We've always felt that our business model would make
more sense with this license. Under the IT Act 2000
we are now licensed to issue digital certificates that
will have legal validity. So we became facilitators
of e-commerce and electronic transactions. So
far we have issued a few thousand certificates. We've
got signature clients who are leaders in their respective
industries. Our clientele includes Infosys (for safe
messaging), L&T (for a workflow documentation),
IGNOU and DOEACC (education); ICICI WebTrade (digital
signatures for contract notes), NSE-IT (contract note
selection and also joint development of an application
for a PKI-enabled product for brokers); BHEL (a vendor
management system). We have over 500 clients for Web
server certificates. We also have at least 50 serious
proposals that are in various stages of getting finalized.
The Indian IT Act 2000 has granted digitally signed
statements the same status as physically signed documents
in a court of law. How have public sector and private
companies responded to this?
Dasaratharaman:
Most of our clients wanted legally valid certificates.
The applications used by enterprises are all serious
business applications. For example as per SEBI guidelines,
contract note signing is mandatory for stock trading.
The
sector that presents tremendous opportunity for this
is e-governance. We see a huge number of applications
emerging. The signature applications are e-procurement,
land records across states, and treasury management.
These are the signature applications that most state
governments are looking at.
I think we will start seeing the first pilots this
year, and more deployments on a large scale during 2004.
What is the procedure for getting a digital certificate?
What about the cost?
Dasaratharaman:
Once the physical validation (paper work) is through,
the actual process of enrolment can be done online.
For a consumer certificate, the individual goes to our
website (www.safescrypt.com) and downloads the certificate.

○ ○ ○ ○

▸ Written tasks
A – In the passage on digital certificates, copy everything from "The Indian IT" down to "responded to this?", substituting "judicial proceeding" for "court of law".
B – Decide whether each statement agrees with the passage on digital certificates, answering yes or no and quoting the words that settle it: (i) The company has over 500 clients for Web server certificates. (ii) Online enrolment can take place before the paperwork is validated. (iii) SEBI guidelines make contract note signing optional for stock trading.
The records were drawn from a different source.

▸ Dataset rows
○ ○ ○ ○

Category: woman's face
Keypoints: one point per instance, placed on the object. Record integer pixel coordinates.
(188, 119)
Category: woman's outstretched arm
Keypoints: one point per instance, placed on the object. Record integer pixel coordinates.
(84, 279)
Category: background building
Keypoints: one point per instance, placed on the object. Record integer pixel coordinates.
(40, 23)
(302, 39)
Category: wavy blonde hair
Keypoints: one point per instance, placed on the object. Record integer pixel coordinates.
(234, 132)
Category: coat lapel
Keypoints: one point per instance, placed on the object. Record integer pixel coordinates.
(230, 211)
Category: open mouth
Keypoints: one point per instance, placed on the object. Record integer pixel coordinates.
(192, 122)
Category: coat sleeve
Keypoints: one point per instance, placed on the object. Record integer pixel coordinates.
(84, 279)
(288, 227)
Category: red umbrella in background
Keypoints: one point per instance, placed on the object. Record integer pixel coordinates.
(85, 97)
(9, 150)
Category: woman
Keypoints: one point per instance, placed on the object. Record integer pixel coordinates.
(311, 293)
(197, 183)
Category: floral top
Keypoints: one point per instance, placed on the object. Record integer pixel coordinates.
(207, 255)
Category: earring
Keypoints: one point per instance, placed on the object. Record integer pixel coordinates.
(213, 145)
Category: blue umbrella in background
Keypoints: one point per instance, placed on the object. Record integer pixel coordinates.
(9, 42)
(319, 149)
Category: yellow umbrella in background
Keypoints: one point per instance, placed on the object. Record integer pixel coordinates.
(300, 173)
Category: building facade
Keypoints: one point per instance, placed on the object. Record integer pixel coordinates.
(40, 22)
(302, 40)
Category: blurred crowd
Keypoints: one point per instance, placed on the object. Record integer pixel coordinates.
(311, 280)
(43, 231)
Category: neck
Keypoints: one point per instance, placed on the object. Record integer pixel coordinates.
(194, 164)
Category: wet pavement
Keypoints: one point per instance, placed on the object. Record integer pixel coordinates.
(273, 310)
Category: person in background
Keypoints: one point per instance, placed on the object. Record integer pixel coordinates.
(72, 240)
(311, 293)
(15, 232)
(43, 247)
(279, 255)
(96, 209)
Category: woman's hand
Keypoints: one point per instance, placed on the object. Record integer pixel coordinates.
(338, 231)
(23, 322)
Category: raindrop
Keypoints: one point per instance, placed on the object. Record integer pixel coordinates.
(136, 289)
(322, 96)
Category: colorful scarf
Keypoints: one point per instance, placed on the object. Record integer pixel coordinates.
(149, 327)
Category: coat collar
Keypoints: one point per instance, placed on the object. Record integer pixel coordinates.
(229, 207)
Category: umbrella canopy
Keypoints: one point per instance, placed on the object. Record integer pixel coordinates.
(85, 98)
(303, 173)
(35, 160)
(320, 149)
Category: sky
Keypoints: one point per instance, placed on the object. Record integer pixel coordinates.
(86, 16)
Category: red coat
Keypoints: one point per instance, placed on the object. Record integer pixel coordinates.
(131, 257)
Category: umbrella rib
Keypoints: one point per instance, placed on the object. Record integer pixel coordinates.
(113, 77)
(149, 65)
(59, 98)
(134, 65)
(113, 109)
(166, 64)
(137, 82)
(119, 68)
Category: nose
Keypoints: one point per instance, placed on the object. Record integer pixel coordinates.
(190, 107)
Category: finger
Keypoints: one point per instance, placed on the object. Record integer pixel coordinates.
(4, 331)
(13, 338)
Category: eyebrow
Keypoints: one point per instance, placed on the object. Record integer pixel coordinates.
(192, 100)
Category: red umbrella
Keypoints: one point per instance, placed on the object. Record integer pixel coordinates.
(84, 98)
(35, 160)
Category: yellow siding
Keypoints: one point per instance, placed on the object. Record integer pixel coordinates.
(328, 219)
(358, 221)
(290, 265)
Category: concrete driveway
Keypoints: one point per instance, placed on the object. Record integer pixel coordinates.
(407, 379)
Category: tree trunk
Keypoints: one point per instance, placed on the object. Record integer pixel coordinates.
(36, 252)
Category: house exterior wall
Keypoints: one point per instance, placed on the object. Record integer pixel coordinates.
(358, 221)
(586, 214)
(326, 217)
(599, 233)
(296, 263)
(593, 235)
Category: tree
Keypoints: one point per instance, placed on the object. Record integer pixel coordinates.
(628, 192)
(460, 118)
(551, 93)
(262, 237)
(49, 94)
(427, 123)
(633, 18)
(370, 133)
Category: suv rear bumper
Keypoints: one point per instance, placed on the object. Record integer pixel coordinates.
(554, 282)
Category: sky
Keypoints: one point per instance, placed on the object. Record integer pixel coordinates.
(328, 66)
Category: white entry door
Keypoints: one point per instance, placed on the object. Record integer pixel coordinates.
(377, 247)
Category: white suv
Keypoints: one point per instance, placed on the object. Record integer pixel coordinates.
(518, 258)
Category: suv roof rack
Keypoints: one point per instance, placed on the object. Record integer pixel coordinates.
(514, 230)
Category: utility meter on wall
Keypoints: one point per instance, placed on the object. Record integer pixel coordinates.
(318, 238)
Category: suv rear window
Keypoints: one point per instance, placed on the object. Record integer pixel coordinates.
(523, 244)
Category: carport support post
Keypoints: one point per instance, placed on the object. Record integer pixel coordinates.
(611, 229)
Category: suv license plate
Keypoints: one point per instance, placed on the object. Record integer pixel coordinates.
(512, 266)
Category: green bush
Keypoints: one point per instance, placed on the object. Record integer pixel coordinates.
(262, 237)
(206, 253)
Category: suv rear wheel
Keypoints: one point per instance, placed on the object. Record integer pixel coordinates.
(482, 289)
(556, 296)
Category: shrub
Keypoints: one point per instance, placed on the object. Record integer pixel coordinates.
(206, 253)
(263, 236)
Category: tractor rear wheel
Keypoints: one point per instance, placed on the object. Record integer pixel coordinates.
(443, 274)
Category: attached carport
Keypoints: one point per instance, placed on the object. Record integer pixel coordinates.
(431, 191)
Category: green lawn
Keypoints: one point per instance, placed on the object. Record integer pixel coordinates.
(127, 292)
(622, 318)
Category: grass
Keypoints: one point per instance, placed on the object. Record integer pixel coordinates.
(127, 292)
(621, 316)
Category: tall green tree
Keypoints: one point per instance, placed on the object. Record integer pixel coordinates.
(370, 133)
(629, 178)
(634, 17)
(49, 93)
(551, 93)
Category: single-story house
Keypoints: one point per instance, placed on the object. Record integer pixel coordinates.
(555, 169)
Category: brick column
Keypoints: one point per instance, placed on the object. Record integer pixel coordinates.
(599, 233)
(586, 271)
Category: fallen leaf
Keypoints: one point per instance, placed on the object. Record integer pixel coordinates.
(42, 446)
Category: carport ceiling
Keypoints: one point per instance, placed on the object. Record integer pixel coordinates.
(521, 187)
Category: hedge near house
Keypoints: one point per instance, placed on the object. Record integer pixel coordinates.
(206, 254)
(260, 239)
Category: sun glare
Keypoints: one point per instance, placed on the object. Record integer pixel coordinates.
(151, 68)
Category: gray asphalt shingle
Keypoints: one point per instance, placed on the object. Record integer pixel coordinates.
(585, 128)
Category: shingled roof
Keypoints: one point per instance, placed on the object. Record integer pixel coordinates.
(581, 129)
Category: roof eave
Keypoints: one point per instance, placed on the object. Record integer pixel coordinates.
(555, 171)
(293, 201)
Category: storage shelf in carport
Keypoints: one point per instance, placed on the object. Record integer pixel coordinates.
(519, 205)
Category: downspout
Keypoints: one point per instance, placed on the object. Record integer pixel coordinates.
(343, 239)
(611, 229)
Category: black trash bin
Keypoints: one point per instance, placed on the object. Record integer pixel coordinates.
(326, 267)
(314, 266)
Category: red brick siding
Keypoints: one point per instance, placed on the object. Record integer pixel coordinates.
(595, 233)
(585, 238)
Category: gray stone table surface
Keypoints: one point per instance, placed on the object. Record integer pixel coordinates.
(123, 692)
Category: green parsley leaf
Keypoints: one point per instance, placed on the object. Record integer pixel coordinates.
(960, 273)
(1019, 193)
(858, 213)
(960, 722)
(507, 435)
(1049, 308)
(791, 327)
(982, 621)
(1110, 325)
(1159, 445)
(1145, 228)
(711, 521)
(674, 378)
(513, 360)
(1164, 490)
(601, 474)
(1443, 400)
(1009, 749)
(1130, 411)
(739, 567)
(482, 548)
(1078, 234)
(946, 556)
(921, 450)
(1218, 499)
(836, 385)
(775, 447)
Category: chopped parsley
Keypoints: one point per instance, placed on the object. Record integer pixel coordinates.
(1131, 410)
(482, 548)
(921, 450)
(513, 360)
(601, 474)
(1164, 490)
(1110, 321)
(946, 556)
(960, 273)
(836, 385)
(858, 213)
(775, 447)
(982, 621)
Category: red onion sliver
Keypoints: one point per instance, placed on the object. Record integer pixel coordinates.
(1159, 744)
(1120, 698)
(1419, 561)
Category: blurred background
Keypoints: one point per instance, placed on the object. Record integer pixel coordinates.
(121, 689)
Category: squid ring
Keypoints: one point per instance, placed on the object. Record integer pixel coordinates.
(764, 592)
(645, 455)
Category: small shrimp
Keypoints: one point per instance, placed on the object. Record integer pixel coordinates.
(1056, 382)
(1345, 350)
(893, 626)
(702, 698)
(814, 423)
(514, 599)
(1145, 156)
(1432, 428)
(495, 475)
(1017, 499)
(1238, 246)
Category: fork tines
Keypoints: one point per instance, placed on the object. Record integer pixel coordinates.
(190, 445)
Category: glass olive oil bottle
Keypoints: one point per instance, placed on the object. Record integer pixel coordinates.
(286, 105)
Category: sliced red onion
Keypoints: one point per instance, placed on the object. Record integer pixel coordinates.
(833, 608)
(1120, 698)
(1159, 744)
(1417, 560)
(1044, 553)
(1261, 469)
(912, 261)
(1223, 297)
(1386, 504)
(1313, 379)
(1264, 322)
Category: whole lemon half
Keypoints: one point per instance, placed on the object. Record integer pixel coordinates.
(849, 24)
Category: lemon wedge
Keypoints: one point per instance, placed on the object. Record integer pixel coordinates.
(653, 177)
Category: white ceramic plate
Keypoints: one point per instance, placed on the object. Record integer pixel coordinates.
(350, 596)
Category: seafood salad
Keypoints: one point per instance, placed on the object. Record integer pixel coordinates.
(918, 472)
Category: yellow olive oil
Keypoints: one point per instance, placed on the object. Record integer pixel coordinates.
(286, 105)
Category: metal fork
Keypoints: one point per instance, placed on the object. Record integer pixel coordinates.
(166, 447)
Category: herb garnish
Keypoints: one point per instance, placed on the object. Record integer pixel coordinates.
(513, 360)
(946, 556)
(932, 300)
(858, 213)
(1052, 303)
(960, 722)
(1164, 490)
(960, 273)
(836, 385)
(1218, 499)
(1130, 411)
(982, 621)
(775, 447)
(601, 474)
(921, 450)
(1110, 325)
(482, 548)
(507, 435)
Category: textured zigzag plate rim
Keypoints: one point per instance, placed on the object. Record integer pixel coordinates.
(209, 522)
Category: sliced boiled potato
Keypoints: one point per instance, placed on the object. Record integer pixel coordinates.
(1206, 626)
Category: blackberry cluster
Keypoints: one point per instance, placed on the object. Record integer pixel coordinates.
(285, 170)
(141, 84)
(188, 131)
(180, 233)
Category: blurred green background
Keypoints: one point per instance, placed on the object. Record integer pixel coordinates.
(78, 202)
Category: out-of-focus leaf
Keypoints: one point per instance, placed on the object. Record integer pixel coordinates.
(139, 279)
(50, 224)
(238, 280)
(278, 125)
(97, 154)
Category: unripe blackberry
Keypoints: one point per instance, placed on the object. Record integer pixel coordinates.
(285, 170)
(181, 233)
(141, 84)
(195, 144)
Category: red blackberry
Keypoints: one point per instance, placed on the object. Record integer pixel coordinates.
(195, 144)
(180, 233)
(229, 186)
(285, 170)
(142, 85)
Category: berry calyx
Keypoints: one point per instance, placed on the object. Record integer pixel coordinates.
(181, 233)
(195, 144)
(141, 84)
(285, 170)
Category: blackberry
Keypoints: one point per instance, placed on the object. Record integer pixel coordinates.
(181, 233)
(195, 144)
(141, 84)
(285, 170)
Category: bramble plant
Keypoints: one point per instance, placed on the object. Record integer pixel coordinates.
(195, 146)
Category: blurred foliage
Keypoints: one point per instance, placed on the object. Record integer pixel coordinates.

○ ○ ○ ○

▸ Expected outputs
A –
The Indian IT Act 2000 has granted digitally signed
statements the same status as physically signed documents
in a judicial proceeding. How have public sector and private
companies responded to this?

B –
(i) Yes: "We have over 500 clients for Web server certificates."
(ii) No: "Once the physical validation (paper work) is through, the actual process of enrolment can be done online."
(iii) No: "as per SEBI guidelines, contract note signing is mandatory for stock trading."